*** Opening of Entries shown ***

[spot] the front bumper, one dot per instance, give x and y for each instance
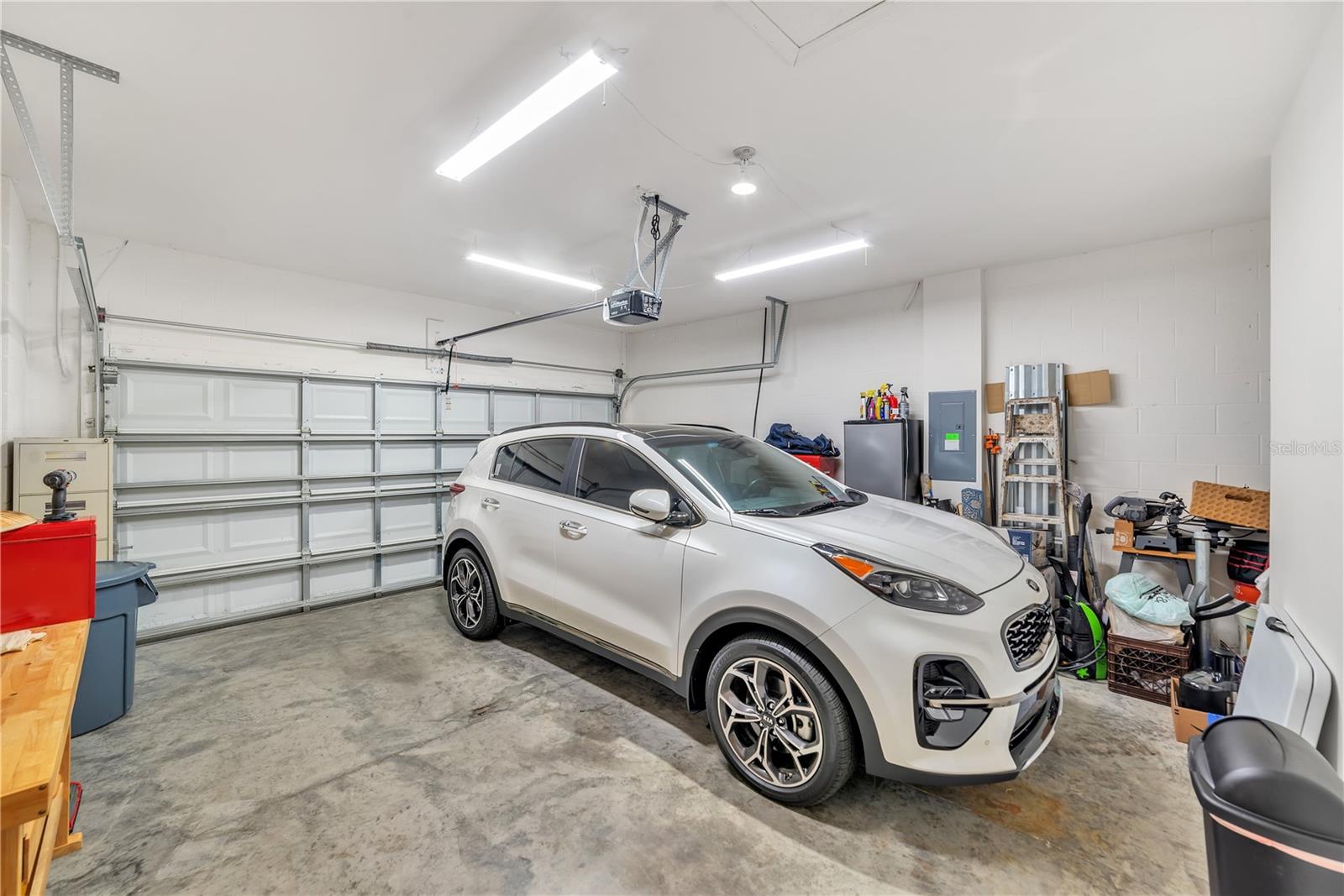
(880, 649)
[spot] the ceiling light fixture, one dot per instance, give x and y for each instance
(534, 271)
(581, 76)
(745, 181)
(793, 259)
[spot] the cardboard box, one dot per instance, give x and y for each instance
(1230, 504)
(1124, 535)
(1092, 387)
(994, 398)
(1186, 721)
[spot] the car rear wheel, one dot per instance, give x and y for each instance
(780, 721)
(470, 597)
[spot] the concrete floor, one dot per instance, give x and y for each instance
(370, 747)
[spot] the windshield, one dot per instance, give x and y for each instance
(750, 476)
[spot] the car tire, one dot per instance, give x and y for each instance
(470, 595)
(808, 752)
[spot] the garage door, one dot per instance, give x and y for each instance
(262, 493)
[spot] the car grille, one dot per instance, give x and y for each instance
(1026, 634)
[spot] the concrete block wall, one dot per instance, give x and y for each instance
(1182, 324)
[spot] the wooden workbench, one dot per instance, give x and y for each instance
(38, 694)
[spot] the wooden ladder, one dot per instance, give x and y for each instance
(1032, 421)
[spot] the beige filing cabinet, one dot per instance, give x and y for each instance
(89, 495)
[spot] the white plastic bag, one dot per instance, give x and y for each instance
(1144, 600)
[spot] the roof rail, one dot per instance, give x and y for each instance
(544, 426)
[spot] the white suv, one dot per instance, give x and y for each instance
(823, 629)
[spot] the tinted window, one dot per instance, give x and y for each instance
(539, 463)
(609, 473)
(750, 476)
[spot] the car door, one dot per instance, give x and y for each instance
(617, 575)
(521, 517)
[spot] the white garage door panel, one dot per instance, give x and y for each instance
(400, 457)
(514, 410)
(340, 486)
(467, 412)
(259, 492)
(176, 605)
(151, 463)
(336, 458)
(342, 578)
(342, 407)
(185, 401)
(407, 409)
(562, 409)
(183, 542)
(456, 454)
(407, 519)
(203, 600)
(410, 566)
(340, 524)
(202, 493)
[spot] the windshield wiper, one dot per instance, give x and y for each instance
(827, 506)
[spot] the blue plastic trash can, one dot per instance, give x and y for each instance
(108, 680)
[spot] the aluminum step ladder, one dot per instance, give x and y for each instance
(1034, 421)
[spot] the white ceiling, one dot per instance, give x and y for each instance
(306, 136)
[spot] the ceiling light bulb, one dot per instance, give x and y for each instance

*** Close of Entries shown ***

- _Exercise_
All of the records should be output exactly as they stand, with pictures omitted.

- _Answer for the task_
[spot] the front bumper, one dot per instance, give x and y for each instance
(880, 649)
[spot] the ceiling light fixture, one dot per instance, give x and y for each instance
(534, 271)
(581, 76)
(745, 181)
(793, 259)
[spot] the cardboard box, one dot per instance, give x and y for each instance
(1230, 504)
(1124, 535)
(1092, 387)
(994, 398)
(1186, 721)
[spot] the car rear wheel, one dot per instance, give x and y for each instance
(780, 721)
(470, 597)
[spot] the concrete floor, one dot per instance, give x and y for each instance
(370, 747)
[spot] the windshield, one dot per instance, give x and y for each instance
(750, 476)
[spot] the car tire, one dot per instance, give x and y for each instance
(470, 595)
(808, 752)
[spot] the garage door, one dot per instance, give x and y for each instance
(262, 493)
[spot] the car grille, one dot per instance, give x and y for each instance
(1026, 634)
[spot] the concrete block wall, one dot per instance, give x and y for each instance
(1182, 324)
[spot] the wooden workbench, one dot per instance, give x and y for each instance
(38, 694)
[spot] the wooden ladder, one dot per instance, give x and y for each instance
(1032, 421)
[spot] the beige filing cabinet, one dot per instance, give x and y for each instance
(89, 495)
[spot] the white plastic bag, one dot per instance, give x and y for each instance
(1144, 600)
[spot] the roof rail, one dot per instance, give x and y for each instance
(544, 426)
[spot] the white suv, one dot per instance, give x and y for each instance
(823, 629)
[spot] the tinted window, one dot per instance, give x and y for each instance
(539, 463)
(609, 473)
(750, 476)
[spot] the car door, one dot per instance, give x and y for each instance
(617, 575)
(521, 517)
[spot] the white garage door panel, one dot per instance, give x and y for each instance
(400, 457)
(514, 410)
(340, 486)
(467, 412)
(259, 492)
(176, 605)
(151, 463)
(336, 458)
(342, 578)
(342, 407)
(185, 401)
(407, 409)
(562, 409)
(183, 542)
(456, 454)
(407, 519)
(203, 600)
(410, 566)
(340, 524)
(202, 493)
[spot] the windshield wiper, one dot per instance, give x and y for each instance
(827, 506)
[spot] the blue plastic trash can, one dot per instance, give x and y for each instance
(108, 680)
[spot] the aluminum step ladder, one dot per instance, give x and y for each instance
(1034, 421)
[spot] the white ceiling, one dot per instance, give x and y for each instance
(306, 136)
[spot] the ceiling light bulb, one dot per instance, give x and y for each instance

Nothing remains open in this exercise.